▸ **Extrait du document**
☆ ☆ ☆ ☆
Piz dles Conturines, San Cassiano, Trentino Alto-Adige / Südtirol.

Photo : T. Guinhut.

 

 

 

Erri de Luca, justicier politique discutable

et sculpteur de romans :

Impossible, La Nature exposée.

 

 

Erri de Luca : Impossible, traduit de l’italien par Danièle Valin,

Gallimard, 2020, 176 p, 16,50 €.

Erri de Luca : La Nature exposée, traduit de l’italien par Danièle Valin,

Gallimard, 2017, 176 p, 16,50 €.

 

 

 

Parmi les monstrueuses faces rocheuses des Conturines va se jouer un drame. Cette montagne calcaire, culminant à 3064 mètres, s’élève au-dessus de San Cassiano, dans les Dolomites, soit le Südtirol italien. En ces parages redoutables, le romancier italien Erri de Luca situe le point névralgique de sa quête de justice, tandis qu’à cet Impossible répond une autre quête, celle à la fois artistique et théologique vibrante dans les pages de La Nature exposée.

S’il distingue une chute lointaine dans la paroi, le narrateur se voit contraint de tomber dans les rets de la Justice, et entre les mains d’un magistrat vindicatif. Pourtant nulle relation causale entre cette dégringolade et la présence de l’alpiniste témoin, si l’on en croit l’homme d’âge mûr qui doit assurer sa défense. Seul le magistrat rapporte cette mort accidentelle à une coïncidence « impossible », à la présence simultanée des deux amateurs de montagne qui ne sont pas inconnus l’un à l’autre, quoique le narrateur n’en ait rien su, sauf d’avoir vu dévaler une silhouette et d’avoir ensuite appelé les secours ; du moins s’il doit être considéré comme fiable. Car une vieille querelle politique les enlace.

Voilà un homme venu de « la génération la plus poursuivie en justice de l'histoire d'Italie ». Accusé d'être le meurtrier d’un de ses anciens camarades parmi une organisation révolutionnaire armée, que l’on devine être (même si elle n’est jamais nommée) les Brigades rouges. Car ce dernier fut un Judas, dénonçant à la police ses pairs, afin de bénéficier non seulement d’une réduction de peine mais aussi d’une remise en liberté. Face à ce juge résolument convaincu de sa culpabilité, de sa préméditation et de son meurtre de sang-froid, il se doit d’argumenter : un tel assassinat est « impossible », pour reprendre le titre laconique. Non sans faire face au lecteur, qui a du mal à éprouver de l’empathie pour un tel personnage calculateur et glacé, alors qu’il ne regrette pas un instant son activisme en faveur de mouvements politiques terroristes d’extrême-gauche.
☆ ☆ ☆ ☆
▸ **Extraits de données**
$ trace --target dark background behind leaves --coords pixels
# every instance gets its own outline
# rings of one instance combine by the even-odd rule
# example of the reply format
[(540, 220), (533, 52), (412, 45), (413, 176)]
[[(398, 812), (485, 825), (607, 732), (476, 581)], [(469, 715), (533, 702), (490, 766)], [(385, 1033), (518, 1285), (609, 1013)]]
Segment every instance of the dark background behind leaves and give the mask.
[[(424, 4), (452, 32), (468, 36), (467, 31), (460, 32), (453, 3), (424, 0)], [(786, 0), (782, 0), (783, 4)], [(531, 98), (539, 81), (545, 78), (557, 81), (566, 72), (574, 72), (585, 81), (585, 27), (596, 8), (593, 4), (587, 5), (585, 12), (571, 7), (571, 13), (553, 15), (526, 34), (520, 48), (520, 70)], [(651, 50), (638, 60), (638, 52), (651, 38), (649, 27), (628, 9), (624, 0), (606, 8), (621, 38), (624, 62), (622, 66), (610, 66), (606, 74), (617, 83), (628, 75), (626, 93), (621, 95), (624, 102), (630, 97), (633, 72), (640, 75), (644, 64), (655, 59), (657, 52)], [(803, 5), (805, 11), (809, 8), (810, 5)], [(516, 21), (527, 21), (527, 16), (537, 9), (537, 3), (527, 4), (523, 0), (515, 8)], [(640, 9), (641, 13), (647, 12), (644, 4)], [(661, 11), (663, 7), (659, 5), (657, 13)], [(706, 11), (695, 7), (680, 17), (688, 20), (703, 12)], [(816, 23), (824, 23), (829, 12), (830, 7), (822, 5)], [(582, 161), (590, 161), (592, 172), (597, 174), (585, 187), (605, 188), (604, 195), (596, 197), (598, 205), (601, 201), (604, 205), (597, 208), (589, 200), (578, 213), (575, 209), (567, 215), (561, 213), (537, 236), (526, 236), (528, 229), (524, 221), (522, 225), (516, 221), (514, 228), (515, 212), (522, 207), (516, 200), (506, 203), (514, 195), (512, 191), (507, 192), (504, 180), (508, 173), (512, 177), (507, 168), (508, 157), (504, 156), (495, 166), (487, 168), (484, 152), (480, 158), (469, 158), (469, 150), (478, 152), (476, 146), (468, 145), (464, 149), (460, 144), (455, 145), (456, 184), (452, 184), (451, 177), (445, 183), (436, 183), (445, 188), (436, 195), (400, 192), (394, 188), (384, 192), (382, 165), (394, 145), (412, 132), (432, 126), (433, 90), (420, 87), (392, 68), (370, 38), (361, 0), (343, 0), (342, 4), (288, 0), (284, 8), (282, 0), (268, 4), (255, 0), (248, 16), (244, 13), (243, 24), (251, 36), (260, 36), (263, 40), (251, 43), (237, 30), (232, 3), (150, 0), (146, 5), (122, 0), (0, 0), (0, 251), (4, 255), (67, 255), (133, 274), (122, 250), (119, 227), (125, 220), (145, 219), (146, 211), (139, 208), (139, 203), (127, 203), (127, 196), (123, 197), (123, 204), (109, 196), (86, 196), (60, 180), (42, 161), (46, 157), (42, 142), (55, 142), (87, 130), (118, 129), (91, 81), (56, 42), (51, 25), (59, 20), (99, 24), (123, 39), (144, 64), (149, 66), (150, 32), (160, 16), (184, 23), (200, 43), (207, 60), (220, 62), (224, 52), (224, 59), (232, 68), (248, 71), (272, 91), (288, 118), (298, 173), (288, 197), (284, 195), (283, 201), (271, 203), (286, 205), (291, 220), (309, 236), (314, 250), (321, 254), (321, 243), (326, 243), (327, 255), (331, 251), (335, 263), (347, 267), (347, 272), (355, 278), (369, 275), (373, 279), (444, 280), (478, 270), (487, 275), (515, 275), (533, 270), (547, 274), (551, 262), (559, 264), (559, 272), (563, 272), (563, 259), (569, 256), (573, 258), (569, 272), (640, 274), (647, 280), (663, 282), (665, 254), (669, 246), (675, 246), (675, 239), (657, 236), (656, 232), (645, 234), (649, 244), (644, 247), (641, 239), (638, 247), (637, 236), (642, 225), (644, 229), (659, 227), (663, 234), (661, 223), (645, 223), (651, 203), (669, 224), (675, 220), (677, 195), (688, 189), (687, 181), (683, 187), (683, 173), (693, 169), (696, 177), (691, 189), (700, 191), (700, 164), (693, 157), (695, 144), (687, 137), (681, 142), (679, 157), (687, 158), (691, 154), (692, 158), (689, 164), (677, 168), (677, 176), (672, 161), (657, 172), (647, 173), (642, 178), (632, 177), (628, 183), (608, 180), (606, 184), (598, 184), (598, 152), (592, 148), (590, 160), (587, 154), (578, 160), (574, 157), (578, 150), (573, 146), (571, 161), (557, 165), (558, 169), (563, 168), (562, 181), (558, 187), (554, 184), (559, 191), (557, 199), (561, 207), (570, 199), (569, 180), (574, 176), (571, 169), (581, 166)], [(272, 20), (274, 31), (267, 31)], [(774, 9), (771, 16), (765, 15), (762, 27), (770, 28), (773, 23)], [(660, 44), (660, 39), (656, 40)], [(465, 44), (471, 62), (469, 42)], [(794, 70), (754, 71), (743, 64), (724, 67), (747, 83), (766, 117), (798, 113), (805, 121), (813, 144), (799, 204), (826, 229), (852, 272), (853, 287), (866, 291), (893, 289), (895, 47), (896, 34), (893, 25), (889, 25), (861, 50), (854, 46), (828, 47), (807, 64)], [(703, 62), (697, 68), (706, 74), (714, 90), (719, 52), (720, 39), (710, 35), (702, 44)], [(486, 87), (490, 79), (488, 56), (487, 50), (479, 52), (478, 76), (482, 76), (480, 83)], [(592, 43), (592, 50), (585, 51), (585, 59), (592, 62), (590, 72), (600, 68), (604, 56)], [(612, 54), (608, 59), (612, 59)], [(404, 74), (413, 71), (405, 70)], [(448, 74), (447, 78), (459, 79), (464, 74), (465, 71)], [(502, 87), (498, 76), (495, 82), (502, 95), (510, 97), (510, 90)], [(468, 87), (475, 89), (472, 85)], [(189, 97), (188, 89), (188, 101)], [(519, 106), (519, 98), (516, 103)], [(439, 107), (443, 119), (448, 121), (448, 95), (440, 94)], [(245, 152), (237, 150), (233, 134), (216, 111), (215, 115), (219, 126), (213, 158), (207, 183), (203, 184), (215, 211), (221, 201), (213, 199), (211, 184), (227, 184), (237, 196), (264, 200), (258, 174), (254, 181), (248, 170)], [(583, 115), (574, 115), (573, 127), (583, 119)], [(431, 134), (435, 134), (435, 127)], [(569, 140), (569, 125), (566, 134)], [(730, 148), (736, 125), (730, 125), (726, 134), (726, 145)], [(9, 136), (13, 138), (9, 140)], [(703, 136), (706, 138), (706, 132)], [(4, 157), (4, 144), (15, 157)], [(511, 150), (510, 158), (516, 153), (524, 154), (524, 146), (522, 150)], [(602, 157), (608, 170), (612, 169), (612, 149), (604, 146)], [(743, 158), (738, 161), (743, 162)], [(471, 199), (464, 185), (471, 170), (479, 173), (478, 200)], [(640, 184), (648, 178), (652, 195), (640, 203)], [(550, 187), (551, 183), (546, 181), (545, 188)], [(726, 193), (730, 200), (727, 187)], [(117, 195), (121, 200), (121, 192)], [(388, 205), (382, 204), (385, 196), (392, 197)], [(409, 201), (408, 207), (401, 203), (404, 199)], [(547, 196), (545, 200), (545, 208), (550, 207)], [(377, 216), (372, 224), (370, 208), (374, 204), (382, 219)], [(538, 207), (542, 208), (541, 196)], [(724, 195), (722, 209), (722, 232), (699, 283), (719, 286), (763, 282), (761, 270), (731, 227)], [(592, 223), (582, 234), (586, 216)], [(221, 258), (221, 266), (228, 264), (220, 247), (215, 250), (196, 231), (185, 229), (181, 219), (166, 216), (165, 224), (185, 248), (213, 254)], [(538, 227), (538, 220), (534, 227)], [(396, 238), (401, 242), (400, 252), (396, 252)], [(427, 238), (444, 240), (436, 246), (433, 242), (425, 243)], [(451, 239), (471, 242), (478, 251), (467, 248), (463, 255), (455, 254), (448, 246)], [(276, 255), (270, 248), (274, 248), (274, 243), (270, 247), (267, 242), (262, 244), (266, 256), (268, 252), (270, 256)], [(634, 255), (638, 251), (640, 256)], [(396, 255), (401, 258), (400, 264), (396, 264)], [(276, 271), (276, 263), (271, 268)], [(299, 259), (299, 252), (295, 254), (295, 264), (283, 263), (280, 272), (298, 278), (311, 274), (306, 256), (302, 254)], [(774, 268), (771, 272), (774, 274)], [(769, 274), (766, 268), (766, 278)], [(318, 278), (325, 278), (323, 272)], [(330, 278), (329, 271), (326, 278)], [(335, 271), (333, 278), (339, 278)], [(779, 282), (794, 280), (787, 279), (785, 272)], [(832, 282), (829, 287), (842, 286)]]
☆ ☆ ☆ ☆
▸ **Consignes**
1. Actualisez l'extrait sur les romans d'Erri de Luca : recopiez tout ce qui va de « Erri de Luca : Impossible, traduit » jusqu'à « 2017, 176 p, 16,50 €. » en mettant « Seuil » à la place de « Gallimard ».
2. Relevez chaque ligne des enregistrements qui contient le mot « behind », en tenant compte de la casse.

▸ **Réponses attendues**
1.
Erri de Luca : Impossible, traduit de l’italien par Danièle Valin,

Seuil, 2020, 176 p, 16,50 €.

Erri de Luca : La Nature exposée, traduit de l’italien par Danièle Valin,

Seuil, 2017, 176 p, 16,50 €.

2.
$ trace --target dark background behind leaves --coords pixels
Segment every instance of the dark background behind leaves and give the mask.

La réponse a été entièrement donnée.